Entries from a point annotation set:

+++++

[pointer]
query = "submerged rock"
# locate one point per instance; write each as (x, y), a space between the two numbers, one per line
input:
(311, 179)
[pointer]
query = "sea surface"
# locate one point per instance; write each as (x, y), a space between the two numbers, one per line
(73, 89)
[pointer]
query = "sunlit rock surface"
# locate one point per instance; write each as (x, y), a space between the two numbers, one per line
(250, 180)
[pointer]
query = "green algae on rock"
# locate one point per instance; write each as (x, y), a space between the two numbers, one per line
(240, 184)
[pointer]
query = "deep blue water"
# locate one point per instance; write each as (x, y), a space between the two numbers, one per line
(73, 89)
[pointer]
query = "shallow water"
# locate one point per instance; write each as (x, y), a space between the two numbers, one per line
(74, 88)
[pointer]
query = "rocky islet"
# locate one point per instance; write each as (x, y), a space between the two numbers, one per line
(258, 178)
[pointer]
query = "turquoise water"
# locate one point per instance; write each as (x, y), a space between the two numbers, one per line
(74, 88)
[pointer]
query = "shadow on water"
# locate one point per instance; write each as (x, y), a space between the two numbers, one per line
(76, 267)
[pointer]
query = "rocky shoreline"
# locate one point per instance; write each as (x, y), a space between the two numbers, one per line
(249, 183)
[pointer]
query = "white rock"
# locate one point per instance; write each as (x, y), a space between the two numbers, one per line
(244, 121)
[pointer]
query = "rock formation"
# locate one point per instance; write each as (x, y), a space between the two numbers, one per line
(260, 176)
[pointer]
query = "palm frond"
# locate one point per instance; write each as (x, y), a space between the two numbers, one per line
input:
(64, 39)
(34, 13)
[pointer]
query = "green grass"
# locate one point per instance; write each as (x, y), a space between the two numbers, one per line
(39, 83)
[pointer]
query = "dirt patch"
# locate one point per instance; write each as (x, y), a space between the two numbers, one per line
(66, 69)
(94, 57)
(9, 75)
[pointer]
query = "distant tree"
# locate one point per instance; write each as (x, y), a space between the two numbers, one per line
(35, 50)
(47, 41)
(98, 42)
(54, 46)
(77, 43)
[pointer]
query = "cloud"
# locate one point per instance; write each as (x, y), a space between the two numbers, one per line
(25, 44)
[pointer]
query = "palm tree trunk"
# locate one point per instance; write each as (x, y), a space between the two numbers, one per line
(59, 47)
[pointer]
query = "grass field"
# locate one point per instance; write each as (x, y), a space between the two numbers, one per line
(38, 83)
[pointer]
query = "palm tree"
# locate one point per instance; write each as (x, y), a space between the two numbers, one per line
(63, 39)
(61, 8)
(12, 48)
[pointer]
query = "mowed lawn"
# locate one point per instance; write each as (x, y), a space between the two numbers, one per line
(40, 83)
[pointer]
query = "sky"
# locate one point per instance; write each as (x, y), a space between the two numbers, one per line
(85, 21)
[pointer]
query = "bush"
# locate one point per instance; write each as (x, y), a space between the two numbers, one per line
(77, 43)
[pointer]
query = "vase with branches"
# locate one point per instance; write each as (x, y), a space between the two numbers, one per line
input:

+++++

-- What you need to do --
Pull out each line of the records that contains the word "grass".

-- Expected answer --
query = "green grass"
query = "grass field"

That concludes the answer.